(TASK TO COMPLETE)
Format the lines below as a Markdown table with two columns, Index and Entry. Number the rows in Index, put each line in Entry, and omit any blank lines.
....
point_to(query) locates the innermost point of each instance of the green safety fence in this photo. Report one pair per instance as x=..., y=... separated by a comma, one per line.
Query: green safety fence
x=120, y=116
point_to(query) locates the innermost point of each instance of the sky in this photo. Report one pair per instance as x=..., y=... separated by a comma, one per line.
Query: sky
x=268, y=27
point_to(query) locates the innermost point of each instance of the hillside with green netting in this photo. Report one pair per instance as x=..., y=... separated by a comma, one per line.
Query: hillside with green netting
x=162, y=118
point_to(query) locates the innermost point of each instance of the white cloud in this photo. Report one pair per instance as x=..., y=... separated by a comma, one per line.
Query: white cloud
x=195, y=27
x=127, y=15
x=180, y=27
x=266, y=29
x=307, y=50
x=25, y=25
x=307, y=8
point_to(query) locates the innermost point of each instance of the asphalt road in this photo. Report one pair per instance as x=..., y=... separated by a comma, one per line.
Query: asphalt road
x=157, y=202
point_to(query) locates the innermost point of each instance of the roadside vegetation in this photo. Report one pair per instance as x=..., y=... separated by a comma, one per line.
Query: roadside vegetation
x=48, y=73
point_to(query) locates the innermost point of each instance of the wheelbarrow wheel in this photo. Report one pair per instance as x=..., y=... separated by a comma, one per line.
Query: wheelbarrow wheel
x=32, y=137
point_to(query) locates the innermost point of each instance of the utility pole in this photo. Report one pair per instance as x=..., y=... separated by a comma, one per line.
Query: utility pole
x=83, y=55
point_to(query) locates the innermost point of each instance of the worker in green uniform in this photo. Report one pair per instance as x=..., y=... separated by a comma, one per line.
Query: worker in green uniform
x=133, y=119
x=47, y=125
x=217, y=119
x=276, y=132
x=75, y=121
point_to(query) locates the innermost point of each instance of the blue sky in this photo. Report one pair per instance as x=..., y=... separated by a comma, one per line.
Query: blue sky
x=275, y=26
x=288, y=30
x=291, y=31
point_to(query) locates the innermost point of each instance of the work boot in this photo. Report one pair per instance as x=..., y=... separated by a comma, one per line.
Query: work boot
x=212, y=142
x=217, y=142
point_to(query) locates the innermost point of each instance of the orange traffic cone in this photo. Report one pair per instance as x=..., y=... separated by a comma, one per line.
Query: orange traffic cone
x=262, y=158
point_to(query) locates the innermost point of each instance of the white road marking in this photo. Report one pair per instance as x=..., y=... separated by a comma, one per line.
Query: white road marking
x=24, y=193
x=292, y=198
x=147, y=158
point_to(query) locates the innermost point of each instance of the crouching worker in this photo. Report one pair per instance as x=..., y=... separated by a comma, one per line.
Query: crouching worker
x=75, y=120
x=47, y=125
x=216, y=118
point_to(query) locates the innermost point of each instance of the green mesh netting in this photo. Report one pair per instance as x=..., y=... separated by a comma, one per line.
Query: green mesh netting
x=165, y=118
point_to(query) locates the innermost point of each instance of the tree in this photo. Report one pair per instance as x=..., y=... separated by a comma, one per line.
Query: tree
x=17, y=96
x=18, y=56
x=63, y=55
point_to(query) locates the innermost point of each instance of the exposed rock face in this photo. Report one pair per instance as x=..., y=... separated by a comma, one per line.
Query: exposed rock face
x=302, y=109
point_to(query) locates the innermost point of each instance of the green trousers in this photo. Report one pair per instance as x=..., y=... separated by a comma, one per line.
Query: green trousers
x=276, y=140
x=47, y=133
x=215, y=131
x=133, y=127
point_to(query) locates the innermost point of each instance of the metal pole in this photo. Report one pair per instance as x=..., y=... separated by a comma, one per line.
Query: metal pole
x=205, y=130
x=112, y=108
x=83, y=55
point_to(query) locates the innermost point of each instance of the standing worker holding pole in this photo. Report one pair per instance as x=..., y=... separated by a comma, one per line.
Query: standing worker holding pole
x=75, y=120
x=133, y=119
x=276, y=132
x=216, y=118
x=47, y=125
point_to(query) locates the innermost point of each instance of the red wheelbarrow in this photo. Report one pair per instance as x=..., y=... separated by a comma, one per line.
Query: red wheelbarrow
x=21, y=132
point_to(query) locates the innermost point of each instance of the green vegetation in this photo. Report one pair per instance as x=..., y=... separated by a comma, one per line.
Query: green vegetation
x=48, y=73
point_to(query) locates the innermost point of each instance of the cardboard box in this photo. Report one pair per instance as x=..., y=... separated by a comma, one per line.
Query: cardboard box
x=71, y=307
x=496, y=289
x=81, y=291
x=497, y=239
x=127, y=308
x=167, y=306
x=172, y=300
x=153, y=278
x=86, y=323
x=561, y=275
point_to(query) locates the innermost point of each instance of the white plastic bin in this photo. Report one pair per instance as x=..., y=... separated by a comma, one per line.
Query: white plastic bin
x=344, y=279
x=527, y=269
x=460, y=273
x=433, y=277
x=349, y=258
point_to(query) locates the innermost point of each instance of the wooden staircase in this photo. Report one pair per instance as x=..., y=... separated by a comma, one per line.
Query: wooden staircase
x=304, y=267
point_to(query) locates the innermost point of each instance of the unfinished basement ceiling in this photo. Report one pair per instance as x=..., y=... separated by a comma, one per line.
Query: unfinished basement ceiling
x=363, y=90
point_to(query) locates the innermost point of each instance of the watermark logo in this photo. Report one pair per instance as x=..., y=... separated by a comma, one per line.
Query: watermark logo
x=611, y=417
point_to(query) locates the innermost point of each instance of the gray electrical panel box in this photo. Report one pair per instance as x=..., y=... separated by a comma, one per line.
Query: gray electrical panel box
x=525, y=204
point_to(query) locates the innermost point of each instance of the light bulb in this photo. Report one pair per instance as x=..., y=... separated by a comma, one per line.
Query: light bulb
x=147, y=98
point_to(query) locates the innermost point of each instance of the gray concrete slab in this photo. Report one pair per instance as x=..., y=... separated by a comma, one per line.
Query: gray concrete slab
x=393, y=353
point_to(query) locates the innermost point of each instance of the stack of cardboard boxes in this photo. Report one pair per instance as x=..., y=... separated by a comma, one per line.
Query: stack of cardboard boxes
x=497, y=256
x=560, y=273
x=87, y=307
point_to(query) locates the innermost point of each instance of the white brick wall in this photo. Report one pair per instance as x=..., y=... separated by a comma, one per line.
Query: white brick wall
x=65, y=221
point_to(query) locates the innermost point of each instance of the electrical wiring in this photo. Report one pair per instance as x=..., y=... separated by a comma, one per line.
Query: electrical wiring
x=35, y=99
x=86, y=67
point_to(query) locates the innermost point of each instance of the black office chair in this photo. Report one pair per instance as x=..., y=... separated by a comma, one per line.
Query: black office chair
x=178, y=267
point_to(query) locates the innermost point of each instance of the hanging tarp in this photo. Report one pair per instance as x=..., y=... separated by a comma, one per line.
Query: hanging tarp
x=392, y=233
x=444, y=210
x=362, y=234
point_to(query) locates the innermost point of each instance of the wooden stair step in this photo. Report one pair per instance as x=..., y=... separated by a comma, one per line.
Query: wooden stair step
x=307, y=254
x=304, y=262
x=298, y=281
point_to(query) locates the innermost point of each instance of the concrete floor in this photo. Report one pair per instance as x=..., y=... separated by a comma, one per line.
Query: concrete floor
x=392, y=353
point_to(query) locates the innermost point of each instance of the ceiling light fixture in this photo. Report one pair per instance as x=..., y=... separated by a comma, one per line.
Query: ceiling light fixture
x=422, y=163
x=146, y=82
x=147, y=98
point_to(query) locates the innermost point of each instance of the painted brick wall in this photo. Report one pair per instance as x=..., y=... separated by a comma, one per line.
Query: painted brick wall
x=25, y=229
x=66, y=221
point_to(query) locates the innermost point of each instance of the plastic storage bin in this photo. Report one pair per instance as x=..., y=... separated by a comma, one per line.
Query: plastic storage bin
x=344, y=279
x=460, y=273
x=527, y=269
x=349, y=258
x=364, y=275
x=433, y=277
....
(SOLUTION TO THE PROBLEM)
| Index | Entry |
|---|---|
| 1 | point_to(query) locates the innermost point of each instance of the green safety fence in this photo. Report one pair per instance as x=..., y=... separated by a comma, one per line. |
| 2 | Query: green safety fence |
| 3 | x=120, y=116 |
| 4 | point_to(query) locates the innermost point of each instance of the sky in this photo. Report one pair per instance as x=..., y=... separated by a comma, one per line. |
| 5 | Query: sky |
| 6 | x=268, y=27 |
| 7 | point_to(query) locates the innermost point of each instance of the hillside with green netting in this photo. Report one pair per instance as x=..., y=... separated by a comma, one per line. |
| 8 | Query: hillside with green netting |
| 9 | x=162, y=118 |
| 10 | point_to(query) locates the innermost point of each instance of the white cloud in this photo. Report one pair per instance as x=..., y=... separated by a comma, one per line. |
| 11 | Query: white cloud |
| 12 | x=195, y=27 |
| 13 | x=127, y=15 |
| 14 | x=180, y=27 |
| 15 | x=266, y=29 |
| 16 | x=307, y=50 |
| 17 | x=25, y=25 |
| 18 | x=307, y=8 |
| 19 | point_to(query) locates the innermost point of each instance of the asphalt road in this photo. Report one pair per instance as x=..., y=... separated by a comma, one per line. |
| 20 | Query: asphalt road |
| 21 | x=157, y=202 |
| 22 | point_to(query) locates the innermost point of each instance of the roadside vegetation in this photo. Report one pair per instance as x=..., y=... separated by a comma, one per line. |
| 23 | Query: roadside vegetation |
| 24 | x=48, y=73 |
| 25 | point_to(query) locates the innermost point of each instance of the wheelbarrow wheel in this photo. Report one pair per instance as x=..., y=... separated by a comma, one per line. |
| 26 | Query: wheelbarrow wheel |
| 27 | x=32, y=137 |
| 28 | point_to(query) locates the innermost point of each instance of the utility pole in this photo. Report one pair per instance as x=..., y=... separated by a comma, one per line. |
| 29 | Query: utility pole |
| 30 | x=83, y=55 |
| 31 | point_to(query) locates the innermost point of each instance of the worker in green uniform in this photo. Report one pair per instance as x=..., y=... separated by a comma, one per line. |
| 32 | Query: worker in green uniform |
| 33 | x=133, y=119 |
| 34 | x=47, y=125 |
| 35 | x=217, y=119 |
| 36 | x=276, y=132 |
| 37 | x=75, y=121 |
| 38 | point_to(query) locates the innermost point of each instance of the blue sky in this photo. Report one pair per instance as x=..., y=... separated by a comma, one per line. |
| 39 | Query: blue sky |
| 40 | x=275, y=26 |
| 41 | x=288, y=30 |
| 42 | x=291, y=31 |
| 43 | point_to(query) locates the innermost point of each instance of the work boot in this photo. Report one pair per instance as x=..., y=... separated by a comma, one per line. |
| 44 | Query: work boot |
| 45 | x=212, y=142 |
| 46 | x=217, y=142 |
| 47 | point_to(query) locates the innermost point of each instance of the orange traffic cone in this photo. Report one pair per instance as x=..., y=... separated by a comma, one per line. |
| 48 | Query: orange traffic cone |
| 49 | x=262, y=158 |
| 50 | point_to(query) locates the innermost point of each instance of the white road marking in this photo. Report one pair per instance as x=..., y=... separated by a comma, one per line. |
| 51 | Query: white road marking |
| 52 | x=24, y=193 |
| 53 | x=292, y=198 |
| 54 | x=147, y=158 |
| 55 | point_to(query) locates the innermost point of each instance of the crouching worker in this photo. Report one pair per instance as x=..., y=... separated by a comma, one per line. |
| 56 | Query: crouching worker |
| 57 | x=75, y=120 |
| 58 | x=47, y=125 |
| 59 | x=216, y=118 |
| 60 | point_to(query) locates the innermost point of each instance of the green mesh netting in this photo. Report one pair per instance as x=..., y=... separated by a comma, one per line. |
| 61 | Query: green mesh netting |
| 62 | x=165, y=118 |
| 63 | point_to(query) locates the innermost point of each instance of the tree in this photo. Report one pair per instance as x=..., y=... separated by a comma, one per line. |
| 64 | Query: tree |
| 65 | x=17, y=96 |
| 66 | x=18, y=56 |
| 67 | x=63, y=55 |
| 68 | point_to(query) locates the innermost point of each instance of the exposed rock face in this photo. Report one pair per instance as x=..., y=... separated by a comma, one per line. |
| 69 | Query: exposed rock face |
| 70 | x=302, y=109 |
| 71 | point_to(query) locates the innermost point of each instance of the green trousers in this photo. Report one pair per instance as x=..., y=... separated by a comma, one per line. |
| 72 | Query: green trousers |
| 73 | x=276, y=140 |
| 74 | x=47, y=133 |
| 75 | x=215, y=131 |
| 76 | x=133, y=127 |
| 77 | point_to(query) locates the innermost point of each instance of the metal pole in this photo. Report one pair per instance as x=..., y=... separated by a comma, one per line. |
| 78 | Query: metal pole |
| 79 | x=205, y=130 |
| 80 | x=112, y=108 |
| 81 | x=83, y=55 |
| 82 | point_to(query) locates the innermost point of each instance of the standing worker holding pole in this photo. Report one pair per instance as x=..., y=... separated by a comma, one per line. |
| 83 | Query: standing worker holding pole |
| 84 | x=75, y=120 |
| 85 | x=133, y=119 |
| 86 | x=276, y=132 |
| 87 | x=216, y=118 |
| 88 | x=47, y=125 |
| 89 | point_to(query) locates the innermost point of each instance of the red wheelbarrow in this photo. Report one pair per instance as x=..., y=... separated by a comma, one per line. |
| 90 | Query: red wheelbarrow |
| 91 | x=21, y=132 |
| 92 | point_to(query) locates the innermost point of each instance of the green vegetation in this photo. Report one pair per instance as x=..., y=... separated by a comma, one per line. |
| 93 | Query: green vegetation |
| 94 | x=48, y=73 |
| 95 | point_to(query) locates the innermost point of each instance of the cardboard box in this photo. Report one pair per instance as x=..., y=... separated by a comma, one per line. |
| 96 | Query: cardboard box |
| 97 | x=71, y=307 |
| 98 | x=496, y=289 |
| 99 | x=81, y=291 |
| 100 | x=497, y=239 |
| 101 | x=127, y=308 |
| 102 | x=167, y=306 |
| 103 | x=172, y=300 |
| 104 | x=153, y=278 |
| 105 | x=86, y=323 |
| 106 | x=561, y=275 |
| 107 | point_to(query) locates the innermost point of each instance of the white plastic bin in this photo. Report one pair per instance as x=..., y=... separated by a comma, one per line. |
| 108 | Query: white plastic bin |
| 109 | x=344, y=279 |
| 110 | x=527, y=269 |
| 111 | x=460, y=273 |
| 112 | x=433, y=277 |
| 113 | x=349, y=258 |
| 114 | point_to(query) locates the innermost point of each instance of the wooden staircase in this photo. Report one pair per instance as x=..., y=... separated by a comma, one per line. |
| 115 | Query: wooden staircase |
| 116 | x=304, y=267 |
| 117 | point_to(query) locates the innermost point of each instance of the unfinished basement ceiling in this photo. Report one pair per instance as x=..., y=... separated by a comma, one per line. |
| 118 | Query: unfinished basement ceiling |
| 119 | x=363, y=90 |
| 120 | point_to(query) locates the innermost point of each instance of the watermark logo in this photo. Report one pair per instance as x=..., y=... separated by a comma, one per line. |
| 121 | Query: watermark logo |
| 122 | x=611, y=417 |
| 123 | point_to(query) locates the innermost point of each instance of the gray electrical panel box in this photo. Report one pair per instance as x=..., y=... separated by a comma, one per line. |
| 124 | Query: gray electrical panel box |
| 125 | x=525, y=204 |
| 126 | point_to(query) locates the innermost point of each instance of the light bulb in this photo. Report one pair per instance as x=..., y=... separated by a comma, one per line. |
| 127 | Query: light bulb |
| 128 | x=147, y=98 |
| 129 | point_to(query) locates the innermost point of each instance of the gray concrete slab in this photo. Report one pair per instance as x=..., y=... separated by a comma, one per line. |
| 130 | Query: gray concrete slab |
| 131 | x=393, y=353 |
| 132 | point_to(query) locates the innermost point of each instance of the stack of cardboard boxes in this photo. Report one pair per instance as x=..., y=... separated by a comma, one per line. |
| 133 | Query: stack of cardboard boxes |
| 134 | x=497, y=256 |
| 135 | x=560, y=273 |
| 136 | x=87, y=307 |
| 137 | point_to(query) locates the innermost point of each instance of the white brick wall in this photo. Report one pair per instance as x=..., y=... separated by a comma, one per line. |
| 138 | Query: white brick wall |
| 139 | x=65, y=221 |
| 140 | point_to(query) locates the innermost point of each instance of the electrical wiring in this photo. Report one pair per instance as x=..., y=... separated by a comma, one per line. |
| 141 | Query: electrical wiring |
| 142 | x=35, y=99 |
| 143 | x=86, y=67 |
| 144 | point_to(query) locates the innermost point of each instance of the black office chair in this photo. Report one pair per instance as x=..., y=... separated by a comma, one per line. |
| 145 | Query: black office chair |
| 146 | x=178, y=267 |
| 147 | point_to(query) locates the innermost point of each instance of the hanging tarp in this photo. Report one pair per instance as x=..., y=... separated by a comma, one per line. |
| 148 | Query: hanging tarp |
| 149 | x=392, y=233 |
| 150 | x=444, y=210 |
| 151 | x=362, y=234 |
| 152 | point_to(query) locates the innermost point of each instance of the wooden stair step in this photo. Report one pair per instance as x=..., y=... separated by a comma, one per line. |
| 153 | Query: wooden stair step |
| 154 | x=307, y=254 |
| 155 | x=304, y=262 |
| 156 | x=298, y=281 |
| 157 | point_to(query) locates the innermost point of each instance of the concrete floor in this photo. Report one pair per instance as x=..., y=... separated by a comma, one per line. |
| 158 | Query: concrete floor |
| 159 | x=392, y=353 |
| 160 | point_to(query) locates the innermost point of each instance of the ceiling light fixture in this photo. Report one pair per instance as x=..., y=... separated by a comma, one per line. |
| 161 | Query: ceiling light fixture |
| 162 | x=422, y=163 |
| 163 | x=146, y=82 |
| 164 | x=147, y=98 |
| 165 | point_to(query) locates the innermost point of each instance of the painted brick wall in this photo. Report one pair per instance as x=..., y=... separated by a comma, one per line. |
| 166 | Query: painted brick wall |
| 167 | x=25, y=229 |
| 168 | x=66, y=221 |
| 169 | point_to(query) locates the innermost point of each instance of the plastic storage bin in this photo. Report one pair per instance as x=..., y=... separated by a comma, one per line. |
| 170 | Query: plastic storage bin |
| 171 | x=344, y=279 |
| 172 | x=460, y=273 |
| 173 | x=527, y=269 |
| 174 | x=349, y=258 |
| 175 | x=364, y=275 |
| 176 | x=433, y=277 |